[What to do]: Return every line below that contains the word "innermost", copying each one in full. Case counts.

[Extracted data]:
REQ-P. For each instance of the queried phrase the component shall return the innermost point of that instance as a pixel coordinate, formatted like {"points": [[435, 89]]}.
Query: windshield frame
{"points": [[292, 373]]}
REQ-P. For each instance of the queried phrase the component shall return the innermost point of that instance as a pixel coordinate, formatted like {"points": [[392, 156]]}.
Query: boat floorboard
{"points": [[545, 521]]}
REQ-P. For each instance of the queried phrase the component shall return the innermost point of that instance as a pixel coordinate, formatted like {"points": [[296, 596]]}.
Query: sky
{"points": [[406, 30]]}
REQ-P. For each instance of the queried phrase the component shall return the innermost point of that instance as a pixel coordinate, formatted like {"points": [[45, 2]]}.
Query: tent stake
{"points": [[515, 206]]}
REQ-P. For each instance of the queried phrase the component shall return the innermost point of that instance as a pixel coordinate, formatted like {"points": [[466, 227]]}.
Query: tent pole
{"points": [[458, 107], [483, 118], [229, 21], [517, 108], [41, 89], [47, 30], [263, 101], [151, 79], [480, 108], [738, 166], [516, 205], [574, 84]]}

[Exercise solution]:
REQ-P. For each instance of the queried phrase the component shall return the innermost point of that instance as a pixel coordinate, formatted like {"points": [[435, 89]]}.
REQ-P. For each instance of the queried phrase the component shall return the innermost point of that instance as a pixel coordinate, formatted like {"points": [[392, 156]]}.
REQ-P. For each instance of the queried phrase the component shall return the innermost point of that instance as a pixel coordinate, formatted like {"points": [[296, 596]]}.
REQ-P. For each instance of the queried phrase the component shall return the innermost point of that instance as a pixel coordinate, formatted like {"points": [[45, 2]]}.
REQ-P. For each instance of the queried phrase the component shall return the innermost point of that instance as a pixel coordinate, formatted like {"points": [[466, 227]]}.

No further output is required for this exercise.